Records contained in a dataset

■ ■ ■ ■ ■

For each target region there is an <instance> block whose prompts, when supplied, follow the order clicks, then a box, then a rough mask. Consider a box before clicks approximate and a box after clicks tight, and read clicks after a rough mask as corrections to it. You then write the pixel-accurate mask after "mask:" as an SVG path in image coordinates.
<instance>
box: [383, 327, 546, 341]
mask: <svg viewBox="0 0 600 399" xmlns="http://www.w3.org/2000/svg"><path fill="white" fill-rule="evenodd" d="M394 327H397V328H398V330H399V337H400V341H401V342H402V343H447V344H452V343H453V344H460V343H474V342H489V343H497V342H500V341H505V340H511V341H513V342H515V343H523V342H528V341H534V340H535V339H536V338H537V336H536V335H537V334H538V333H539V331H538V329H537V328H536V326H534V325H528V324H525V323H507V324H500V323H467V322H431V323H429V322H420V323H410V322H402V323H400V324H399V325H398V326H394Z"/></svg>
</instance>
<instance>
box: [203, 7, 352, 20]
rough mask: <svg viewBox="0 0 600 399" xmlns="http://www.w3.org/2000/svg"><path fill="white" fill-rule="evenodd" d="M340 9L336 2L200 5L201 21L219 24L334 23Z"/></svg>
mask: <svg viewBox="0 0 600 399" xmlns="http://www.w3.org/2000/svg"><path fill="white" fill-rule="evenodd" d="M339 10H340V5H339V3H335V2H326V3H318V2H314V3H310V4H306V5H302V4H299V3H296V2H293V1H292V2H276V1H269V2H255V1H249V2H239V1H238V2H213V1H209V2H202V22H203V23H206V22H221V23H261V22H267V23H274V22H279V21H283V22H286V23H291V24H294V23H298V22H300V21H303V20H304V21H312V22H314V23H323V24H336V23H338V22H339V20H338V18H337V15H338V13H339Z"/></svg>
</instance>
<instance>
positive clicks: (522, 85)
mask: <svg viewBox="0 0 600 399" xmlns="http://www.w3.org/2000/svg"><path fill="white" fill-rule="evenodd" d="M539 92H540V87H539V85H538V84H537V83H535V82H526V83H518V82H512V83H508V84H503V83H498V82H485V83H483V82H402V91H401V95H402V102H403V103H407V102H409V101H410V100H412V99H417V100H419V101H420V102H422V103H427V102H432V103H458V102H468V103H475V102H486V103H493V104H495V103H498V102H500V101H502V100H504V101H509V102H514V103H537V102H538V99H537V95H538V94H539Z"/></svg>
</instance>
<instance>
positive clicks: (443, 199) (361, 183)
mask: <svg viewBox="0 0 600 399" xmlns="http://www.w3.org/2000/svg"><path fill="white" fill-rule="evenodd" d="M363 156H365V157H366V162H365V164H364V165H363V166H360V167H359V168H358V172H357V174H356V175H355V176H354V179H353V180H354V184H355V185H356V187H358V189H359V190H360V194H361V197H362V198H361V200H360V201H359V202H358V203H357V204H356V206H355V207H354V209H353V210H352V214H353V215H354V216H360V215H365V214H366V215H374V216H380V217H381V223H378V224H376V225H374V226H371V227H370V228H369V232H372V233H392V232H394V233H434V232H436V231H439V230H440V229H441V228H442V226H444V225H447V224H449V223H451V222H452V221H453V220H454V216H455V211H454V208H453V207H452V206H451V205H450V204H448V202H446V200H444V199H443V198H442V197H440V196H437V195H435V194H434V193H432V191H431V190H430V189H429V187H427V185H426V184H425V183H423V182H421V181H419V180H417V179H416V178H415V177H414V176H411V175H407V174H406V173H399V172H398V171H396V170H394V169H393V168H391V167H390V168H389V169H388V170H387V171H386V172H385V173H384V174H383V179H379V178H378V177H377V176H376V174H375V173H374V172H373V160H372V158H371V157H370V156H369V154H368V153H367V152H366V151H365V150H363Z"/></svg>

■ ■ ■ ■ ■

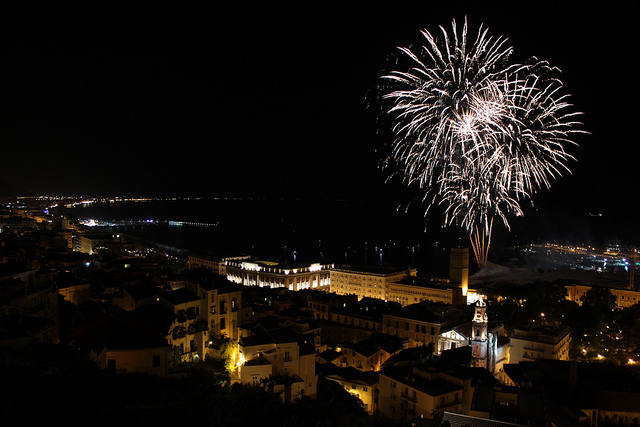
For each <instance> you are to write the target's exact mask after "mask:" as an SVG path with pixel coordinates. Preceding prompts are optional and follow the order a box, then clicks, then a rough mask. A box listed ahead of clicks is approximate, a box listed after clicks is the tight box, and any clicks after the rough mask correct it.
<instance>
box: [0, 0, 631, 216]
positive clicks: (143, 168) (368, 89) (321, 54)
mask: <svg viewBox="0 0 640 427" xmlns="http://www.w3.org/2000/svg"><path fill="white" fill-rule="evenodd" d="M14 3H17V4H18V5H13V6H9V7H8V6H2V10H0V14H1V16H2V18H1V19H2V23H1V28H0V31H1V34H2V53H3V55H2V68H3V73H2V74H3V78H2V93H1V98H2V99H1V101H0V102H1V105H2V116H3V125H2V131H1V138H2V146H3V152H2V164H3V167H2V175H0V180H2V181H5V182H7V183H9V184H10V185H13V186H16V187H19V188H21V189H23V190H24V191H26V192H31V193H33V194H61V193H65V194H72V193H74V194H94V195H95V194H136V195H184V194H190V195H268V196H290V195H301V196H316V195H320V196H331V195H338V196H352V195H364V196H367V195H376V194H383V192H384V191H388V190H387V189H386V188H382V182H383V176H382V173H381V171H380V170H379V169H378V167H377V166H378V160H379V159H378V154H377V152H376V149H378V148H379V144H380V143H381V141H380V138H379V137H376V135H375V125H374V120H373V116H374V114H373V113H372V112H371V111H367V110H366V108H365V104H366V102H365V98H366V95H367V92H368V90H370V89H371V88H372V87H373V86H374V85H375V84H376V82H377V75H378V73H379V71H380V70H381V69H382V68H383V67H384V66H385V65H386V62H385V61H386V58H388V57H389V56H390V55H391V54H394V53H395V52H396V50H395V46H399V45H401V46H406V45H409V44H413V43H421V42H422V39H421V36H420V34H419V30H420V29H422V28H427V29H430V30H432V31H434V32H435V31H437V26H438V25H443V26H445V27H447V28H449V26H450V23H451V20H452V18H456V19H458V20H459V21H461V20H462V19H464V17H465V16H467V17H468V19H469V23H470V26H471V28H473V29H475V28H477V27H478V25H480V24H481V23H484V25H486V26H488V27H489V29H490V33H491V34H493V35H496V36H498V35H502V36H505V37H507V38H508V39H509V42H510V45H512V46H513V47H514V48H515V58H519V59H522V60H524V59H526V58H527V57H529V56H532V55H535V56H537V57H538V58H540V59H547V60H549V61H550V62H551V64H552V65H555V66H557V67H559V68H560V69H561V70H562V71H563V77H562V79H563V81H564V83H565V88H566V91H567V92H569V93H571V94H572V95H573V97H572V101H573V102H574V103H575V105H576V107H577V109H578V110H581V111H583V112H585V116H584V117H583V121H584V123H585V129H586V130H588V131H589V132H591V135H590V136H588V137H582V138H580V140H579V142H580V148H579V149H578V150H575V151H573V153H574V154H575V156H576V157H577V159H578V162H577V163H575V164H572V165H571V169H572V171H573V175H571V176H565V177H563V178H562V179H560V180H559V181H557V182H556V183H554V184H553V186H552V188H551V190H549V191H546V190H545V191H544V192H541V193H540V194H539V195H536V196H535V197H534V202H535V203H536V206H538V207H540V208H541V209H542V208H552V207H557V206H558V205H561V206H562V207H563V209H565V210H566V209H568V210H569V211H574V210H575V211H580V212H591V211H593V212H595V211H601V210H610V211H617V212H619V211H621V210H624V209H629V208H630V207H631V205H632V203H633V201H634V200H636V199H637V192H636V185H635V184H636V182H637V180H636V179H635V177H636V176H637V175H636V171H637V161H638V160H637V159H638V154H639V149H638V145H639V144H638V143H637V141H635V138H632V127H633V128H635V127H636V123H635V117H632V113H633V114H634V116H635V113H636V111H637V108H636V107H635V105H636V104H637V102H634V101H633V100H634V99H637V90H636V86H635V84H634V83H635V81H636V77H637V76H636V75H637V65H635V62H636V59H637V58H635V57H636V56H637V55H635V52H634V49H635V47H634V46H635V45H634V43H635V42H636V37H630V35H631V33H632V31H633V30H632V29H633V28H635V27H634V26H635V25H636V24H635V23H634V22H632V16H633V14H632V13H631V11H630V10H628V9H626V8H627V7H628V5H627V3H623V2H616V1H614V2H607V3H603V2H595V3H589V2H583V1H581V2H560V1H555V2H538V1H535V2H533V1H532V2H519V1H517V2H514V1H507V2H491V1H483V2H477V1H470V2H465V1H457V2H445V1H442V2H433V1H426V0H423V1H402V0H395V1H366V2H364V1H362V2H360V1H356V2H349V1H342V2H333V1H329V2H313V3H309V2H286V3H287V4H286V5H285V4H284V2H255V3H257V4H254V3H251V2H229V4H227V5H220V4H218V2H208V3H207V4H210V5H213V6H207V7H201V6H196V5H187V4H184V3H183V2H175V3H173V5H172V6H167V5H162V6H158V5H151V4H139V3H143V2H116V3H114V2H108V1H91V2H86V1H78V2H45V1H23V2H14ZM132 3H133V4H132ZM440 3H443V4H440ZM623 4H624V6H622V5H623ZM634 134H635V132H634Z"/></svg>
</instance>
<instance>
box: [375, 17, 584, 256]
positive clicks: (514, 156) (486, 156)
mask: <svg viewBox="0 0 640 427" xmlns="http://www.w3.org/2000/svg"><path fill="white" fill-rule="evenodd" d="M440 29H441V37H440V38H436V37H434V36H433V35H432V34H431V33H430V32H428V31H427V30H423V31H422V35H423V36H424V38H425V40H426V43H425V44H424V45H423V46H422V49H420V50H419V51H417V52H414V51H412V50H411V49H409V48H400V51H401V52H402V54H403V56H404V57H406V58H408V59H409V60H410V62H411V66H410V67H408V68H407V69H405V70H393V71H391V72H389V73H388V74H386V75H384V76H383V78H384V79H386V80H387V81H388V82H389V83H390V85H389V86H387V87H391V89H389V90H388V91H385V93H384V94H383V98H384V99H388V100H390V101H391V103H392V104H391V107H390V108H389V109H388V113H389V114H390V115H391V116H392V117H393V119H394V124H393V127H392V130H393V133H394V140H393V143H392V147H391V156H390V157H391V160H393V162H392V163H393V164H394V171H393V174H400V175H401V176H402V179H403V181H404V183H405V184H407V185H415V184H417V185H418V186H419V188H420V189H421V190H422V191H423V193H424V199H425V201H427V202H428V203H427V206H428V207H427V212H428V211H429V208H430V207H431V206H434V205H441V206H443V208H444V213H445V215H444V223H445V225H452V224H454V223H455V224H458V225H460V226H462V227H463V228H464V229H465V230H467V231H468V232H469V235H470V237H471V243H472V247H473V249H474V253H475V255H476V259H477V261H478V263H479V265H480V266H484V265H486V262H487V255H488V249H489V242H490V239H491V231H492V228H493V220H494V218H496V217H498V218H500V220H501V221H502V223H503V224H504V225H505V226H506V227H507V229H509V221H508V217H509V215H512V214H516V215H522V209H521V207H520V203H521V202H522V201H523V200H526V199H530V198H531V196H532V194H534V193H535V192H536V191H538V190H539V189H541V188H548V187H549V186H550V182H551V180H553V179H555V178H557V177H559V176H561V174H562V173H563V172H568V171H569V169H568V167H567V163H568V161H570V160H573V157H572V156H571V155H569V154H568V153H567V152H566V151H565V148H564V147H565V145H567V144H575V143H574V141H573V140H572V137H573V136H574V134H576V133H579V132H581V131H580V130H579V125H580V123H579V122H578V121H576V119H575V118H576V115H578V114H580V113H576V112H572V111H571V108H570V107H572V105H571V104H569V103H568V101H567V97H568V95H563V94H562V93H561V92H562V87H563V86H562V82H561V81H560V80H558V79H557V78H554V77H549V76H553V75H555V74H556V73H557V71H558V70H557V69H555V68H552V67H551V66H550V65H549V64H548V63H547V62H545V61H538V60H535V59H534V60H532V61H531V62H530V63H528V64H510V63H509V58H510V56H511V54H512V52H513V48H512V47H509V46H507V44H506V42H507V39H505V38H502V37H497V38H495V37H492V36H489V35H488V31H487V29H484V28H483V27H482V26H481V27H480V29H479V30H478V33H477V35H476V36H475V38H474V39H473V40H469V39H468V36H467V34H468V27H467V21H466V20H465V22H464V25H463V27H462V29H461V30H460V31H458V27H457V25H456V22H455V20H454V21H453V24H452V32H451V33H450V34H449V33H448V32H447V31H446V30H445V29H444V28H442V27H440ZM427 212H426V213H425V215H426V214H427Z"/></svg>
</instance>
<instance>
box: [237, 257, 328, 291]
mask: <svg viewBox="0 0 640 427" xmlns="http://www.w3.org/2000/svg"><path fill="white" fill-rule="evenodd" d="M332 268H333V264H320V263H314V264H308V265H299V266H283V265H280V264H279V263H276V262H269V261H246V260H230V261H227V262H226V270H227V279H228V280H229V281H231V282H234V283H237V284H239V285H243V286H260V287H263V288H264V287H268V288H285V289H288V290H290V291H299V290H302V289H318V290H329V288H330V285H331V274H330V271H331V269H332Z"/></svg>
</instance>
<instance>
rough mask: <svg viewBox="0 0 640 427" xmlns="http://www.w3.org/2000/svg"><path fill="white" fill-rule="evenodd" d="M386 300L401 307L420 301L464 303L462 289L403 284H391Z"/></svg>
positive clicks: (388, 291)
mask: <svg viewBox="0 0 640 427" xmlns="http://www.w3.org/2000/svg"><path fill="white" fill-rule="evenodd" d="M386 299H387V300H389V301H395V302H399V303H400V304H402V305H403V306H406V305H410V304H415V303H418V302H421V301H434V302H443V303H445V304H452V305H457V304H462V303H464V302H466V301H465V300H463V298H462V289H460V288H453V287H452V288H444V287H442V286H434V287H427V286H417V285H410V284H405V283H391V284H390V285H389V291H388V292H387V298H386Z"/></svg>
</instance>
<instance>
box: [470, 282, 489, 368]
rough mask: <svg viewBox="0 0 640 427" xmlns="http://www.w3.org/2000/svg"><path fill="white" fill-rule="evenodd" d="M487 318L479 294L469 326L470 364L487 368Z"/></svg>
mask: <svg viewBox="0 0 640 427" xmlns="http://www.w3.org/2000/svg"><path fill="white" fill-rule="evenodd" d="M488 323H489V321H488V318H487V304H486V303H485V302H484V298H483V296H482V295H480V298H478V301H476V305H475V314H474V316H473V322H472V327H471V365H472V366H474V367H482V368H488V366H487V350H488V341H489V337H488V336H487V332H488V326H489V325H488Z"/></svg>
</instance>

■ ■ ■ ■ ■

INSTRUCTIONS TO FOLLOW ▸ With the first line being the one containing "For each target" and the last line the one containing "box: [203, 7, 352, 20]", transcribe exactly the lines above that fall in that range.

RESPONSE BELOW ▸
For each target region there is an <instance> block whose prompts, when supplied, follow the order clicks, then a box, then a rough mask. Consider a box before clicks approximate and a box after clicks tight, and read clicks after a rough mask as corrections to it. You then write the pixel-accurate mask after "mask:" as an SVG path in image coordinates.
<instance>
box: [383, 327, 546, 341]
mask: <svg viewBox="0 0 600 399" xmlns="http://www.w3.org/2000/svg"><path fill="white" fill-rule="evenodd" d="M394 327H397V328H398V330H399V337H400V341H401V342H402V343H447V344H452V343H453V344H460V343H474V342H489V343H497V342H500V341H505V340H511V341H513V342H515V343H523V342H528V341H534V340H535V339H536V338H537V336H536V335H537V334H538V333H539V331H538V329H537V328H536V326H534V325H528V324H525V323H507V324H500V323H467V322H431V323H429V322H420V323H410V322H402V323H400V324H399V325H398V326H394Z"/></svg>
</instance>
<instance>
box: [203, 7, 352, 20]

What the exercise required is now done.